Quote the data below word for word, keeping every line in its original order.

Detection annotation records

** BEGIN **

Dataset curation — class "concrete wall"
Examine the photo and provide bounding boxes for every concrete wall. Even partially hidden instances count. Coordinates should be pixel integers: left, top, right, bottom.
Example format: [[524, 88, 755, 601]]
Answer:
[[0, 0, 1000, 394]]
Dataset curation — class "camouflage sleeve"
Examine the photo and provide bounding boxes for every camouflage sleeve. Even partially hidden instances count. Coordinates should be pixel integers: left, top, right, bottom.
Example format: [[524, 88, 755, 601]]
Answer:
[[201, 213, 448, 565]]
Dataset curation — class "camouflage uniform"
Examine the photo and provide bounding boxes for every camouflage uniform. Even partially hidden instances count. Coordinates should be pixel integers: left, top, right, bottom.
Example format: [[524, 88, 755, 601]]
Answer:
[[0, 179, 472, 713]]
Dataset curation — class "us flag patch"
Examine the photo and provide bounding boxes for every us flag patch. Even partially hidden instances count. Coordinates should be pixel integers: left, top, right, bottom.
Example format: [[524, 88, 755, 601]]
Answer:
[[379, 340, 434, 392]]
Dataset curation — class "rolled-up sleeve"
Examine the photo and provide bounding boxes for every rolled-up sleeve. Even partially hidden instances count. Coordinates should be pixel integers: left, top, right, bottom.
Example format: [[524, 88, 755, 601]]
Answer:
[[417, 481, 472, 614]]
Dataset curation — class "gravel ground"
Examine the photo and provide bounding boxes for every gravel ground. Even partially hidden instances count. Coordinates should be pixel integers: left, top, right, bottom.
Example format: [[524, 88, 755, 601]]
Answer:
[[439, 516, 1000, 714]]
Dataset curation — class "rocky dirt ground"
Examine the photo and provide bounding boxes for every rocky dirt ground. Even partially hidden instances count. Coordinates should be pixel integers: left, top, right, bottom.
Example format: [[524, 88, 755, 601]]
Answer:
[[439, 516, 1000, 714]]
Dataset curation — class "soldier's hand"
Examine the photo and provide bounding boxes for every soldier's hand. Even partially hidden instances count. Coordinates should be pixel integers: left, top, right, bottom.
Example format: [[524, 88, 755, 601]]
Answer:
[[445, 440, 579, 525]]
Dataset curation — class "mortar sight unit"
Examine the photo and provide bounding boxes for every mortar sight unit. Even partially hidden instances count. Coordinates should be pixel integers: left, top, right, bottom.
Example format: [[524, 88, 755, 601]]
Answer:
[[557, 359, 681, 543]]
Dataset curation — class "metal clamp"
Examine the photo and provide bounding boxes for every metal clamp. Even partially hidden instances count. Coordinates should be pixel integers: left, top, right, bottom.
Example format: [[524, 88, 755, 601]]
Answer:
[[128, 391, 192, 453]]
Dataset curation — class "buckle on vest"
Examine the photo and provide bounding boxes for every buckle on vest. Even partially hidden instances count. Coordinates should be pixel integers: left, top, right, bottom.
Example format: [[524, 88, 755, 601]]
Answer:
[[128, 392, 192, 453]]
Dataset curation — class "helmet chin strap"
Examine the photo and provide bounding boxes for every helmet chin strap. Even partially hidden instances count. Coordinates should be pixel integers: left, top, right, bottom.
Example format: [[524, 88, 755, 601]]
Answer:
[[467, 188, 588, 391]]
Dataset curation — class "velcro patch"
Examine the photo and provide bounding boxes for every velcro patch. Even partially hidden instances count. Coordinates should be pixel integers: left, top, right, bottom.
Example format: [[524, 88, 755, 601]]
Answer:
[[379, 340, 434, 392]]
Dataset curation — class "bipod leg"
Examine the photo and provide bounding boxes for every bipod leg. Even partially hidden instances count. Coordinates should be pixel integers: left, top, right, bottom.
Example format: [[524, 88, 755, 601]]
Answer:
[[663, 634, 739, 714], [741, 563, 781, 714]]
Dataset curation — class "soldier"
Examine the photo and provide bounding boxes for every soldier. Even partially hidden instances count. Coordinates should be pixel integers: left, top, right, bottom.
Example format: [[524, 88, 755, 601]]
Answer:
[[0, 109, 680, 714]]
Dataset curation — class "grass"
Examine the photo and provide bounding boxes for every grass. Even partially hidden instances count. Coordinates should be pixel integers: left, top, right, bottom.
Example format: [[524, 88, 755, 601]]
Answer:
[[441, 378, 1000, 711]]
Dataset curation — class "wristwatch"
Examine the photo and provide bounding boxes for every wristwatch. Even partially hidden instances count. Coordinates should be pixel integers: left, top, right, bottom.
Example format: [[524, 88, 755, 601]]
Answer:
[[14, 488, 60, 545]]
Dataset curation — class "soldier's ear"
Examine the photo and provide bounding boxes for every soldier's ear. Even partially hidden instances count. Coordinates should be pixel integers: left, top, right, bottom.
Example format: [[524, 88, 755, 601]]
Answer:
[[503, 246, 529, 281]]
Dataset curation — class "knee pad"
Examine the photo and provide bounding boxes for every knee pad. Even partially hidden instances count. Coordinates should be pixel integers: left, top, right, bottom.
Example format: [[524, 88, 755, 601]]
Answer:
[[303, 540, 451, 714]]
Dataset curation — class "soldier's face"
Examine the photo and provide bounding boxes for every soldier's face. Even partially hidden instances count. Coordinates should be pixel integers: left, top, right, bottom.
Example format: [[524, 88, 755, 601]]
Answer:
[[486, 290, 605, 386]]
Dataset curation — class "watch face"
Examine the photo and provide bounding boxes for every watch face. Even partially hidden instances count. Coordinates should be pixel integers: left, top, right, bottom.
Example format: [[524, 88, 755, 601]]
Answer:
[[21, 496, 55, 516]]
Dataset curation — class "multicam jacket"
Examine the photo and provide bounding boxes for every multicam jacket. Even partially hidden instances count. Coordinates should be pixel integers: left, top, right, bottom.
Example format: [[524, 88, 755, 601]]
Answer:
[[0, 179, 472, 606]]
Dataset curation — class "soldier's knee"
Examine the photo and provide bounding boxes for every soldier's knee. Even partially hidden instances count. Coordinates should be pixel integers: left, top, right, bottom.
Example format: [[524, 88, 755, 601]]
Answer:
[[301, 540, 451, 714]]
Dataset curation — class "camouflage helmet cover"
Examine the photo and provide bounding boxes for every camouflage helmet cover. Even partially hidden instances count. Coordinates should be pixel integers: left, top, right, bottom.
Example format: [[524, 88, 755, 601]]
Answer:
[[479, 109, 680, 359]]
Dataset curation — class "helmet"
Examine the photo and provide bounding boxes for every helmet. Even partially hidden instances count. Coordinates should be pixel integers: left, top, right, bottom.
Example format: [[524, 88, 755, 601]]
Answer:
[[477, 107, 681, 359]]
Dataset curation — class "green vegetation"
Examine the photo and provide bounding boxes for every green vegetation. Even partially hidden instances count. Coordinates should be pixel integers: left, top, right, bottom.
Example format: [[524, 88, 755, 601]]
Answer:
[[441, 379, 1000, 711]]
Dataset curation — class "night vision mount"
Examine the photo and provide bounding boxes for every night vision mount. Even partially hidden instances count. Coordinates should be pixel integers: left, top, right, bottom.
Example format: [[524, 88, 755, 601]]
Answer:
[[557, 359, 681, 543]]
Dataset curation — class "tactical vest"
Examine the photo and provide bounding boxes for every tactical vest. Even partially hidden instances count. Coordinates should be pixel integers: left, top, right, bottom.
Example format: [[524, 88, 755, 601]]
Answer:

** END **

**Solution to this exercise**
Dataset curation — class "concrete wall"
Examine the photo and provide bounding boxes for every concrete wall. Even partially hidden instances count. Coordinates should be pixel integers: left, top, right, bottom.
Example format: [[524, 88, 755, 601]]
Answer:
[[0, 0, 1000, 394]]
Dataset curation — class "camouflage sleeve"
Examine the photo and provide bounding boxes for every camouflage sleeve. Even partially hidden instances count. Coordinates should be pixel integers: left, top, right, bottom.
Example format: [[524, 88, 755, 601]]
Answer:
[[201, 213, 448, 565]]
Dataset curation — class "camouflage uniform"
Examine the photo and provide bounding boxes for every camouflage uniform. Even partially hidden instances count. Coordinates should be pixel integers: left, top, right, bottom.
Example format: [[524, 88, 755, 601]]
Answer:
[[0, 179, 472, 713]]
Dataset curation — class "us flag patch"
Examine the photo and provide bounding boxes for every us flag patch. Even partially hidden instances count. Coordinates should be pixel integers: left, top, right, bottom.
Example format: [[524, 88, 755, 601]]
Answer:
[[379, 340, 434, 392]]
Dataset curation — class "rolled-up sleeve"
Examine the photo and provide bounding boxes for every rolled-up sleeve. Even partially hidden instances count. Coordinates should be pixel integers: left, top, right, bottom.
Example format: [[524, 88, 755, 601]]
Answer:
[[417, 481, 472, 614]]
Dataset curation — class "gravel ground"
Examine the photo and provide bounding boxes for every gravel ground. Even partially hidden instances count. Coordinates should be pixel integers: left, top, right, bottom.
Example format: [[524, 88, 755, 601]]
Answer:
[[439, 516, 1000, 714]]
Dataset curation — class "rocky dirt ground"
Examine the photo and provide bounding boxes for every rocky dirt ground. Even partially hidden instances count. Coordinates should be pixel integers: left, top, right, bottom.
Example format: [[524, 88, 755, 601]]
Answer:
[[439, 516, 1000, 714]]
Dataset curation — class "soldier's hand"
Examine the photo and provide bounding boxes for every soldier's hand. Even partially hidden instances count. Coordinates should be pixel integers: left, top, right, bottom.
Example format: [[524, 88, 755, 601]]
Answer:
[[445, 440, 579, 525]]
Dataset curation — class "mortar sight unit"
Examine the photo and provide bounding boxes for every mortar sight unit. Even partially hidden instances count. Coordinates should be pixel integers: left, top, right, bottom.
Example format: [[524, 88, 755, 601]]
Answer:
[[557, 359, 681, 543]]
Dataset curation — class "metal clamp"
Examine the photo and provide bounding boxes for every metal clamp. Even partially hidden instances count. Coordinates should be pixel integers: left, top, right, bottom.
Example format: [[524, 88, 755, 601]]
Answer:
[[128, 391, 192, 453]]
Dataset curation — class "buckle on vest"
Examine the photo and provide bounding boxes for every buckle on vest. Even partially hidden instances count. Coordinates should be pixel integers: left, top, right, bottom.
Example format: [[524, 88, 755, 601]]
Answer:
[[128, 392, 192, 453]]
Dataset curation — class "helmet chin strap"
Examine the photo and provide bounding boxes for every helmet chin strap. Even partially hidden instances count. Coordinates should be pixel integers: left, top, right, bottom.
Example format: [[524, 88, 755, 601]]
Answer:
[[467, 188, 588, 391]]
Dataset curation — class "velcro patch"
Examine the photo and provide bounding boxes for every velcro patch. Even partially hidden instances count. Coordinates should be pixel integers: left, top, right, bottom.
Example format: [[524, 88, 755, 601]]
Answer:
[[379, 340, 434, 392]]
Dataset curation — class "bipod leg"
Examine the photo and provide bounding boxes for every bipod leg. Even partially hidden instances count. Coordinates should be pixel integers: left, top, right, bottom.
Example format: [[524, 88, 755, 601]]
Answer:
[[663, 634, 739, 714], [741, 563, 781, 714]]
Dataset curation — class "soldier"
Examine the photo and provide bounding boxes for every soldier. Even partially hidden instances count. Coordinates should be pixel integers: left, top, right, bottom.
Example format: [[524, 88, 755, 601]]
Answer:
[[0, 109, 680, 714]]
Dataset curation — class "grass"
Examine the photo and provide bounding boxes for every grass. Even partially hidden instances count. Coordinates should be pixel integers: left, top, right, bottom.
Example format: [[524, 88, 755, 601]]
Answer:
[[441, 378, 1000, 711]]
Dataset curation — class "wristwatch"
Examine the photo and provide bounding boxes for every wristwatch. Even partially hidden instances count. Coordinates should be pixel integers: left, top, right, bottom.
Example format: [[524, 88, 755, 601]]
Answer:
[[14, 488, 60, 545]]
Dataset curation — class "soldier's ear"
Examine the photo and provide bounding boxes for every soldier's ear. Even partially hidden instances count. Coordinates should be pixel integers: left, top, right, bottom.
Example format: [[524, 88, 755, 601]]
Answer:
[[503, 246, 529, 281]]
Dataset curation — class "knee pad"
Examine the photo and provide bounding boxes for every knee pad. Even partially hidden instances count. Coordinates should be pixel integers: left, top, right, bottom.
Example format: [[524, 88, 755, 601]]
Answer:
[[303, 540, 451, 714]]
Dataset curation — class "soldier's face"
Examine the photo and provide bounding boxes for every soldier's face. Even partially hidden instances count. Coordinates should be pixel integers: left, top, right, bottom.
Example format: [[524, 88, 755, 601]]
Answer:
[[486, 290, 605, 386]]
Dataset curation — class "watch face"
Examine the photo and provide bounding boxes for every watch face. Even partially hidden instances count. Coordinates should be pixel integers: left, top, right, bottom.
Example format: [[524, 88, 755, 601]]
Answer:
[[21, 496, 55, 516]]
Dataset curation — class "multicam jacket"
Examine the photo and provide bounding boxes for every multicam jacket. Even partially hidden instances count. Coordinates should be pixel integers: left, top, right, bottom.
Example format: [[524, 88, 755, 601]]
Answer:
[[0, 179, 472, 606]]
Dataset curation — class "soldier's knee"
Examine the photo and provide bounding boxes for every soldier's knee. Even partially hidden instances count. Coordinates should be pixel integers: left, top, right, bottom.
Example format: [[524, 88, 755, 601]]
Answer:
[[301, 540, 451, 714]]
Dataset curation — class "camouflage helmet cover"
Examine the photo and provide bounding boxes for every camouflage helmet cover. Even partially hidden instances count. Coordinates should be pixel integers: left, top, right, bottom.
Example format: [[524, 88, 755, 601]]
Answer:
[[479, 109, 680, 359]]
Dataset curation — class "helmet"
Examine the photo and provide bounding boxes for every helmet. Even partially hidden instances count. Coordinates should be pixel integers: left, top, right, bottom.
Example format: [[524, 88, 755, 601]]
Answer:
[[477, 107, 681, 359]]
Dataset curation — class "green vegetation"
Examine the photo and provide bounding boxes for every green vegetation. Even partially hidden instances count. Coordinates should be pixel integers: left, top, right, bottom.
Example format: [[524, 88, 755, 601]]
Answer:
[[441, 379, 1000, 711]]
Dataset curation — class "night vision mount"
Examine the photo and provide bounding boxes for every night vision mount. Even partially hidden instances count. Coordinates should be pixel integers: left, top, right, bottom.
Example format: [[524, 88, 755, 601]]
Answer:
[[557, 359, 681, 543]]
Dataset curation — class "tactical vest"
Examine the photo and provide bounding boxes for every tactical vest. Even partially hidden instances count. Coordinates should be pixel integers: left, top, right, bottom.
Example format: [[524, 88, 755, 601]]
Answer:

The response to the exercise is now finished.